→ **LESETEXT**

=-=-=

Eisele: Grüß Gott, Herr Remme.
Remme: Fangen wir mal mit dem letzten Punkt an. Halten Sie es für vorstellbar, dass eine Vorhut der Bundeswehr schon in Kabul ist, ohne dass Kabinett, Parlament und die Vereinten Nationen beschlossen haben?
Eisele: Eine Vorhut würde ich das nicht nennen. Ich kann mir allerdings vorstellen, dass der eine oder andere Militärexperte in Afghanistan und in der Gegend Informationen sammelt, die dringend notwendig sind, bevor deutsche Soldaten dorthin entsandt werden können.
Remme: Nun beginnt in vier Tagen der designierte Chef der Übergangsregierung in Afghanistan, Karzai, mit seiner Arbeit. Er rechnet - so melden es Agenturen und Nachrichten - noch vor seinem Amtseintritt mit der Stationierung der Truppe. Es gibt noch keine Resolution, kein Mandat. Man weiß nicht, wie groß die Truppe sein soll und wer sie anführt - das haben wir gerade gehört -, darüber gibt es auch noch unterschiedliche Meinungen. Ihrer Ansicht nach ein normales Hick Hack vor einem großen UN-Einsatz oder zeigen sich hier Mängel in der Vorbereitung?
Eisele: Nein, über Mängel in der Vorbereitung kann man sicher in einer solchen Phase noch nicht sprechen, wo es um die politische Willensbildung im Sicherheitsrat geht. Sie wird ja in erster Linie in den Hauptstädten der fünf ständigen Mitglieder geboren. Dass es vier unterschiedliche Auffassungen - insbesondere zwischen Britten und Franzosen - hinsichtlich des Verhältnisses einer solchen Friedenstruppe zu den USA gibt, halte ich für normal.
Remme: Kapitel 6 oder Kapitel 7 der UN-Charta? Noch ist nicht sicher, auf welcher Grundlage diese Truppe arbeiten soll. Warum ist das so wichtig, Herr Eisele?

=-=-=

→ **DATENLISTE**
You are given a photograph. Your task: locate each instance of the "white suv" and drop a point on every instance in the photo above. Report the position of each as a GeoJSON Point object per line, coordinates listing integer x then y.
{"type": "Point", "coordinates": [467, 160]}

=-=-=

→ **AUFGABE**
Führen Sie das Interview über den Afghanistan-Einsatz im Lesetext an der Stelle fort, an der es endet. Die Liste spielt hierfür keine Rolle.

→ **LÖSUNG**
Eisele: Kapitel 6 ist überschrieben "Friedliche Beilegung von Streitigkeiten" und geht davon aus, dass eben nicht nur die Zustimmung der Regierung - in diesem Fall die neue Regierung Afghanistans - vorliegt, sondern auch die Zustimmung aller Konfliktparteien. Aber hinsichtlich der Haltung der Konfliktparteien, d.h. der unterschiedlichen Gruppierungen innerhalb Afghanistans, kann man einfach nicht sicher sein. Und deswegen halte ich es für dringend wünschenswert, dass ein robustes Mandat sich auf Kapitel 7 der Charta der Vereinten Nationen stützt und damit die Blauhelm-Soldaten, die dorthin entsandt werden, in den Stand setzt, nicht nur sich selber zu verteidigen, sondern auch ihren Auftrag, den politischen Willen der Weltorganisation, durchzusetzen.
Remme: Halten Sie es für richtig, dass Bundeskanzler Schröder eben dies zu einer Bedingung für eine deutsche Beteiligung gemacht hat?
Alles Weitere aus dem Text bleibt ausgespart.